:: SOURCE PASSAGE

Giselle's Books

2025 One Night Stands at Giselle’s Books

26 February 2026, 3PM
Montez Press Radio · Penearth Centre, London (online)

One Night Stand is a series of nocturnal readings at Giselle’s Books, Marseille. Each session occurs once, in the theatrical sense of a one-night stand: a single engagement, without reprise. Drawing on the logic of early cabaret, literature is approached as something to be served as much as read. Texts are delivered aloud; drinks are composed for the evening by invited writers. Both are prepared for the moment and consumed in real time. Language and liquid passing through, then gone.

Mégane Brauer graduated from the Institut des Beaux-Arts de Besançon in 2018. Working with text and installation, her practice focuses on questions of class, transforming objects and situations associated with working-class life and granting them a presence they are usually denied.
Aurelia Guo is a writer and researcher based in London. She is a visiting fellow at London South Bank University. She is the author of World of Interiors (Divided, 2022).
Jess Cole (she/her) is a writer based in South London. She has written for Vogue, The New York Times, The Guardian, and is a regular contributor to MARFA. Her creative practice spans dramaturgy, performance pieces, and prose. Cole finds wit—especially when it’s quick and sharp—deeply sexy, a sentiment that pulses through her writing.

::::

» SET OF TASKS:
1. Reproduce word for word the part of the One Night Stand listing that opens with the words containing "One Night Stand is" and closes with "are usually denied.".
2. Pick up the One Night Stand listing after its final sentence and keep writing it.

:: INFORMATION SHOWN

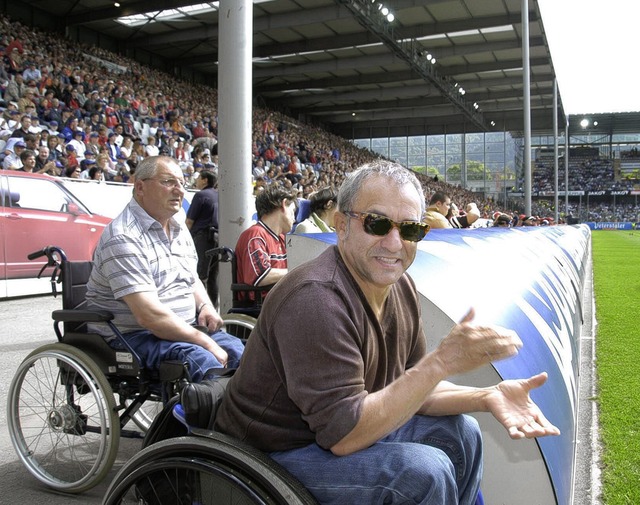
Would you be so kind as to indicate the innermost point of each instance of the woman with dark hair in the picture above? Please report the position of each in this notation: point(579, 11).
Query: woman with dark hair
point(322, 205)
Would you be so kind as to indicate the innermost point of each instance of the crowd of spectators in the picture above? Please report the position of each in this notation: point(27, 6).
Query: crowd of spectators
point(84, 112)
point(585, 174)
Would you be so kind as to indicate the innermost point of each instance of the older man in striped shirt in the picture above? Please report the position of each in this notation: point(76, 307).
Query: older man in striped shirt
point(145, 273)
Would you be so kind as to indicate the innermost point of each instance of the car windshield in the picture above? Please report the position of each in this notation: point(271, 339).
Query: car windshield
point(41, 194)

::::
:: INFORMATION SHOWN

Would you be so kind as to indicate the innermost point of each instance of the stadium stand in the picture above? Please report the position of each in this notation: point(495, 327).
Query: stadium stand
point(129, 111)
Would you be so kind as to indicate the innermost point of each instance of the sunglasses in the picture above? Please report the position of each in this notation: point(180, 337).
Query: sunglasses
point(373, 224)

::::

» PER-TASK OUTPUTS:
1.
One Night Stand is a series of nocturnal readings at Giselle’s Books, Marseille. Each session occurs once, in the theatrical sense of a one-night stand: a single engagement, without reprise. Drawing on the logic of early cabaret, literature is approached as something to be served as much as read. Texts are delivered aloud; drinks are composed for the evening by invited writers. Both are prepared for the moment and consumed in real time. Language and liquid passing through, then gone.

Mégane Brauer graduated from the Institut des Beaux-Arts de Besançon in 2018. Working with text and installation, her practice focuses on questions of class, transforming objects and situations associated with working-class life and granting them a presence they are usually denied.

2.
Wayne Koestenbaum has published 23 books of poetry, nonfiction, and fiction, including Stubble Archipelago, Ultramarine, The Cheerful Scapegoat, Figure It Out, Camp Marmalade, My 1980s & Other Essays, The Anatomy of Harpo Marx, Humiliation, Hotel Theory, Circus, Andy Warhol, Jackie Under My Skin, and The Queen’s Throat (nominated for a National Book Critics Circle Award). His next book, a novel, My Lover, the Rabbi, will be published by FSG (in the U.S.) and Granta (in the U.K.) in March 2026.
Slow Reading Club (SRC) is a semi-fictional reading group initiated and run by Bryana Fritz and Henry Andersen. Since 2016, in numerous contexts, they have rehearsed alternatives to the kinds of reading they were taught in school, actively suppressing semantic content through strobe lights, strange postures, sociality, and toxins. Operating at the contact zones between reader and text, text and text, reader and reader, they attempt to build a practice from within the unstable space of reading itself.